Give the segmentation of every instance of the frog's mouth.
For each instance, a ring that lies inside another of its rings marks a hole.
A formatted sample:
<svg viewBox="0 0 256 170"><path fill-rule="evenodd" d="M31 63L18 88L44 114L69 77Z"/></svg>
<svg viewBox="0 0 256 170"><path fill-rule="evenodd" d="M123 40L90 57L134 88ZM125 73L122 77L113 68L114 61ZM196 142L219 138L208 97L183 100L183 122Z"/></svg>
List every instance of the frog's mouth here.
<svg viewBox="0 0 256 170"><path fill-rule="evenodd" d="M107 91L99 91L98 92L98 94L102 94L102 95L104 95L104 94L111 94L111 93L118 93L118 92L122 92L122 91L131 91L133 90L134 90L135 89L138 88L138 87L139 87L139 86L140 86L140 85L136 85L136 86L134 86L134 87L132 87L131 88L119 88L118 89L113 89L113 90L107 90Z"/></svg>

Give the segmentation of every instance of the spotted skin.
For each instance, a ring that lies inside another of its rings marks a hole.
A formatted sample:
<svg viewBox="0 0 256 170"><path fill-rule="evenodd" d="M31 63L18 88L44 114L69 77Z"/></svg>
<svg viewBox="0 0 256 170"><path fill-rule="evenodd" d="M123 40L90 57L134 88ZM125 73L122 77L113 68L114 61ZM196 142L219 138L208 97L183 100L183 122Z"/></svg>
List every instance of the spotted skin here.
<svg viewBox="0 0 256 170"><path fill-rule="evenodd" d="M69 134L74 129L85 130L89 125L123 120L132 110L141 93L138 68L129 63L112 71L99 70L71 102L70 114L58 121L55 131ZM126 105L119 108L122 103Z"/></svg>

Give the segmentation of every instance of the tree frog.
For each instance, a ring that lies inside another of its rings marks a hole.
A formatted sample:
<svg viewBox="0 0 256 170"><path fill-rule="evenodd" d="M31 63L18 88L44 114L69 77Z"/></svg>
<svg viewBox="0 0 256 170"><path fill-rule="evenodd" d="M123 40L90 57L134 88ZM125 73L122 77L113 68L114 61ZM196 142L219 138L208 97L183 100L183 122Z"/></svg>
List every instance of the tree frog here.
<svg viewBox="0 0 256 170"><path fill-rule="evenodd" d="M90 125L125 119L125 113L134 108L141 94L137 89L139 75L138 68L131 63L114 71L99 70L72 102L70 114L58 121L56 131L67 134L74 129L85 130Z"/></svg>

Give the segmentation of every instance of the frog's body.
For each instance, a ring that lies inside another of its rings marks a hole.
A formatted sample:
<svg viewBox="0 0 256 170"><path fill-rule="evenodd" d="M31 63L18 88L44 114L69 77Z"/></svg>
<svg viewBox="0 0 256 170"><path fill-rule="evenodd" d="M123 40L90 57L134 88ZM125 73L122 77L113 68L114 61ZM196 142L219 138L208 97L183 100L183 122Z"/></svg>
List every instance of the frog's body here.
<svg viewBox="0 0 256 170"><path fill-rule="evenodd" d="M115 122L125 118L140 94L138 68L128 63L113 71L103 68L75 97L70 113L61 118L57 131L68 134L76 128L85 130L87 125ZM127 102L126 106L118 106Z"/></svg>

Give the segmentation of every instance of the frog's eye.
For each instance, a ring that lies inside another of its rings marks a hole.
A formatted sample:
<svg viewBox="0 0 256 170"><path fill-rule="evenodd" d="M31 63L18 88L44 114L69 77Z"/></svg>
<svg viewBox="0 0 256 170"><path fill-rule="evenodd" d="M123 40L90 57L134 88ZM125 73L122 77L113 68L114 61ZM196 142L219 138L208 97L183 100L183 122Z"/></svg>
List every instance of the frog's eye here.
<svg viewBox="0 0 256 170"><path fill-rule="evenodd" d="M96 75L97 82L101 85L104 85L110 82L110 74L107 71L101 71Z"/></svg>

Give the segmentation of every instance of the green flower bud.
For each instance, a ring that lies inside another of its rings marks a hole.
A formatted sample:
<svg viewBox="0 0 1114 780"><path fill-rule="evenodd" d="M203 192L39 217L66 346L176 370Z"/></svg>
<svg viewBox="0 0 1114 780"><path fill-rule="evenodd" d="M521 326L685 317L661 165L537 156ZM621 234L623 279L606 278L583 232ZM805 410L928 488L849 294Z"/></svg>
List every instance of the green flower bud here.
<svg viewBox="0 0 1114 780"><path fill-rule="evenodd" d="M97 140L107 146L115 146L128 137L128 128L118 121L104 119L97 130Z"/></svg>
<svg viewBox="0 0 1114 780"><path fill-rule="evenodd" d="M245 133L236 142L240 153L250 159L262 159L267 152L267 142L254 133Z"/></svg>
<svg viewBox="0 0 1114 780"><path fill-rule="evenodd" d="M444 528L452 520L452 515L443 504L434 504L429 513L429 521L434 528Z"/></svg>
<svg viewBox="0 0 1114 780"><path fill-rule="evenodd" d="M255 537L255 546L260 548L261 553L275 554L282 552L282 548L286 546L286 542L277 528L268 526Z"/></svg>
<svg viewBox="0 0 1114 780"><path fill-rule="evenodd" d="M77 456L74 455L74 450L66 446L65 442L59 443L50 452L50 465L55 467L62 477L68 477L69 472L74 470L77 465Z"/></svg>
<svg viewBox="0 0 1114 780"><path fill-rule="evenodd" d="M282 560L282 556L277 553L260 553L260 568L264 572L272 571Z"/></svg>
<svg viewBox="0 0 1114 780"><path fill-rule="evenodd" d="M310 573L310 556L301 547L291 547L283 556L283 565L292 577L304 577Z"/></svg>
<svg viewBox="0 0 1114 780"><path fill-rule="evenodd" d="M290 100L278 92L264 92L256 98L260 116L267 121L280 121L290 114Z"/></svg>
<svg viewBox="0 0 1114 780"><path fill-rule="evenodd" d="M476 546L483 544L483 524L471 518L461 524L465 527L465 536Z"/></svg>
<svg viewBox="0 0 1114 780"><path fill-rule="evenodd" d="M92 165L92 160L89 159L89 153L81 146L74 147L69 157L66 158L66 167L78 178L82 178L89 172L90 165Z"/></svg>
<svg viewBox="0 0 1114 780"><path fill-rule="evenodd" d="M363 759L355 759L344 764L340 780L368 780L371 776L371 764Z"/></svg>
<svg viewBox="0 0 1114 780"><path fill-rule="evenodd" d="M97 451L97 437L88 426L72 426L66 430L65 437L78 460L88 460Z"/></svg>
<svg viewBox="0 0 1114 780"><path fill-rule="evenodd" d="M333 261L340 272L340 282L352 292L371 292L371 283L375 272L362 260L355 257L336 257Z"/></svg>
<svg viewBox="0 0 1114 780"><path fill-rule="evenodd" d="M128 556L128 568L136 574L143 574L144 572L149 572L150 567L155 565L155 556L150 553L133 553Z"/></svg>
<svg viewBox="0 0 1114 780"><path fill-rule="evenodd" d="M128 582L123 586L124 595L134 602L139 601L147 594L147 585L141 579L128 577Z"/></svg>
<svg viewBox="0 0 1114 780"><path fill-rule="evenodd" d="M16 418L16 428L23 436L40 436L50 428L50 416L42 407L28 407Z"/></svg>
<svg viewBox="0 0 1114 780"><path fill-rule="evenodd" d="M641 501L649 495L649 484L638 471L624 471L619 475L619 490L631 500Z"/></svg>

______

■ **Prompt**
Lay out every line of the data above as a JSON list of strings, one string per line, and leave out the blank lines.

■ **Completed task**
[
  "Give the segmentation of every instance of the frog's mouth.",
  "For each instance, a ring that lies inside another of its rings marks a hole.",
  "A formatted sample:",
  "<svg viewBox=\"0 0 256 170\"><path fill-rule=\"evenodd\" d=\"M31 63L18 88L44 114L69 77Z\"/></svg>",
  "<svg viewBox=\"0 0 256 170\"><path fill-rule=\"evenodd\" d=\"M123 40L90 57L134 88ZM125 73L122 77L113 68L114 61ZM196 142L219 138L208 97L183 100L183 122Z\"/></svg>",
  "List every instance of the frog's mouth here.",
  "<svg viewBox=\"0 0 256 170\"><path fill-rule=\"evenodd\" d=\"M107 91L99 91L98 92L98 94L102 94L102 95L104 95L104 94L111 94L111 93L118 93L118 92L122 92L122 91L131 91L133 90L134 90L135 89L138 88L138 87L139 87L139 86L140 86L140 85L136 85L136 86L134 86L134 87L132 87L131 88L119 88L118 89L113 89L113 90L107 90Z\"/></svg>",
  "Give the segmentation of every instance of the spotted skin.",
  "For each instance, a ring that lies inside another of its rings marks a hole.",
  "A formatted sample:",
  "<svg viewBox=\"0 0 256 170\"><path fill-rule=\"evenodd\" d=\"M31 63L18 88L44 114L69 77Z\"/></svg>",
  "<svg viewBox=\"0 0 256 170\"><path fill-rule=\"evenodd\" d=\"M123 40L90 57L134 88ZM125 73L122 77L113 68L114 61ZM196 142L219 138L208 97L183 100L183 122Z\"/></svg>",
  "List every instance of the spotted skin here.",
  "<svg viewBox=\"0 0 256 170\"><path fill-rule=\"evenodd\" d=\"M69 134L74 129L85 130L89 125L123 120L132 110L141 93L138 68L129 63L112 71L99 70L71 102L70 114L58 121L55 131ZM126 105L119 108L122 103Z\"/></svg>",
  "Give the segmentation of every instance of the tree frog.",
  "For each instance, a ring that lies inside another of its rings marks a hole.",
  "A formatted sample:",
  "<svg viewBox=\"0 0 256 170\"><path fill-rule=\"evenodd\" d=\"M31 63L18 88L44 114L69 77Z\"/></svg>",
  "<svg viewBox=\"0 0 256 170\"><path fill-rule=\"evenodd\" d=\"M123 40L90 57L134 88ZM125 73L122 77L113 68L114 61ZM196 142L219 138L208 97L183 100L183 122Z\"/></svg>",
  "List every instance of the tree frog here.",
  "<svg viewBox=\"0 0 256 170\"><path fill-rule=\"evenodd\" d=\"M90 125L125 119L125 113L134 108L141 94L137 89L139 75L138 68L131 63L114 71L99 70L72 102L70 114L58 121L56 131L67 134L74 129L85 130Z\"/></svg>",
  "Give the segmentation of every instance of the frog's body.",
  "For each instance, a ring that lies inside another of its rings marks a hole.",
  "A formatted sample:",
  "<svg viewBox=\"0 0 256 170\"><path fill-rule=\"evenodd\" d=\"M31 63L18 88L44 114L69 77Z\"/></svg>",
  "<svg viewBox=\"0 0 256 170\"><path fill-rule=\"evenodd\" d=\"M123 40L90 57L134 88ZM125 73L122 77L113 68L114 61ZM196 142L219 138L208 97L183 100L183 122Z\"/></svg>",
  "List every instance of the frog's body here.",
  "<svg viewBox=\"0 0 256 170\"><path fill-rule=\"evenodd\" d=\"M115 122L125 118L140 94L138 68L128 63L113 71L103 68L75 97L70 113L61 118L57 131L68 134L76 128L85 130L87 125ZM127 102L126 106L118 106Z\"/></svg>",
  "Give the segmentation of every instance of the frog's eye.",
  "For each instance, a ring that lies inside another of its rings marks a hole.",
  "A formatted sample:",
  "<svg viewBox=\"0 0 256 170\"><path fill-rule=\"evenodd\" d=\"M31 63L18 88L44 114L69 77Z\"/></svg>",
  "<svg viewBox=\"0 0 256 170\"><path fill-rule=\"evenodd\" d=\"M123 40L90 57L134 88ZM125 73L122 77L113 68L114 61ZM196 142L219 138L208 97L183 100L183 122Z\"/></svg>",
  "List every instance of the frog's eye here.",
  "<svg viewBox=\"0 0 256 170\"><path fill-rule=\"evenodd\" d=\"M96 75L97 82L101 85L104 85L110 82L110 74L107 71L101 71Z\"/></svg>",
  "Give the segmentation of every instance of the green flower bud.",
  "For each instance, a ring that lies inside another of its rings marks a hole.",
  "A formatted sample:",
  "<svg viewBox=\"0 0 1114 780\"><path fill-rule=\"evenodd\" d=\"M203 192L39 217L66 346L176 370Z\"/></svg>",
  "<svg viewBox=\"0 0 1114 780\"><path fill-rule=\"evenodd\" d=\"M521 326L685 317L661 165L537 156ZM621 234L623 279L606 278L583 232ZM805 410L928 488L849 294Z\"/></svg>",
  "List every instance of the green flower bud here.",
  "<svg viewBox=\"0 0 1114 780\"><path fill-rule=\"evenodd\" d=\"M97 140L107 146L115 146L128 137L128 128L118 121L104 119L97 130Z\"/></svg>",
  "<svg viewBox=\"0 0 1114 780\"><path fill-rule=\"evenodd\" d=\"M245 133L236 142L240 153L250 159L262 159L267 152L267 142L254 133Z\"/></svg>",
  "<svg viewBox=\"0 0 1114 780\"><path fill-rule=\"evenodd\" d=\"M444 528L452 520L452 515L443 504L434 504L429 513L429 521L434 528Z\"/></svg>",
  "<svg viewBox=\"0 0 1114 780\"><path fill-rule=\"evenodd\" d=\"M255 537L255 546L260 548L261 553L275 554L282 552L282 548L286 546L286 542L277 528L268 526Z\"/></svg>",
  "<svg viewBox=\"0 0 1114 780\"><path fill-rule=\"evenodd\" d=\"M77 456L74 455L74 450L66 446L65 442L59 443L50 452L50 465L55 467L62 477L68 477L69 472L74 470L77 465Z\"/></svg>",
  "<svg viewBox=\"0 0 1114 780\"><path fill-rule=\"evenodd\" d=\"M282 560L282 556L277 553L260 553L260 568L264 572L272 571Z\"/></svg>",
  "<svg viewBox=\"0 0 1114 780\"><path fill-rule=\"evenodd\" d=\"M310 573L310 556L301 547L291 547L283 556L283 565L292 577L304 577Z\"/></svg>",
  "<svg viewBox=\"0 0 1114 780\"><path fill-rule=\"evenodd\" d=\"M290 100L278 92L264 92L256 98L260 116L267 121L280 121L290 114Z\"/></svg>",
  "<svg viewBox=\"0 0 1114 780\"><path fill-rule=\"evenodd\" d=\"M476 546L483 544L483 524L471 518L461 524L465 527L465 536Z\"/></svg>",
  "<svg viewBox=\"0 0 1114 780\"><path fill-rule=\"evenodd\" d=\"M92 165L92 160L89 159L89 153L81 146L74 147L69 157L66 158L66 167L78 178L82 178L89 172L90 165Z\"/></svg>",
  "<svg viewBox=\"0 0 1114 780\"><path fill-rule=\"evenodd\" d=\"M363 759L355 759L344 764L340 780L368 780L371 776L371 764Z\"/></svg>",
  "<svg viewBox=\"0 0 1114 780\"><path fill-rule=\"evenodd\" d=\"M97 451L97 437L88 426L72 426L66 430L65 437L78 460L88 460Z\"/></svg>",
  "<svg viewBox=\"0 0 1114 780\"><path fill-rule=\"evenodd\" d=\"M333 261L340 272L340 282L352 292L371 292L371 283L375 272L362 260L355 257L336 257Z\"/></svg>",
  "<svg viewBox=\"0 0 1114 780\"><path fill-rule=\"evenodd\" d=\"M128 556L128 568L136 574L143 574L144 572L149 572L150 567L155 565L155 556L150 553L133 553Z\"/></svg>",
  "<svg viewBox=\"0 0 1114 780\"><path fill-rule=\"evenodd\" d=\"M128 582L123 586L124 595L134 602L139 601L147 594L147 585L141 579L128 577Z\"/></svg>",
  "<svg viewBox=\"0 0 1114 780\"><path fill-rule=\"evenodd\" d=\"M16 418L16 428L23 436L40 436L50 428L50 416L42 407L28 407Z\"/></svg>",
  "<svg viewBox=\"0 0 1114 780\"><path fill-rule=\"evenodd\" d=\"M641 501L649 495L649 484L638 471L624 471L619 475L619 490L631 500Z\"/></svg>"
]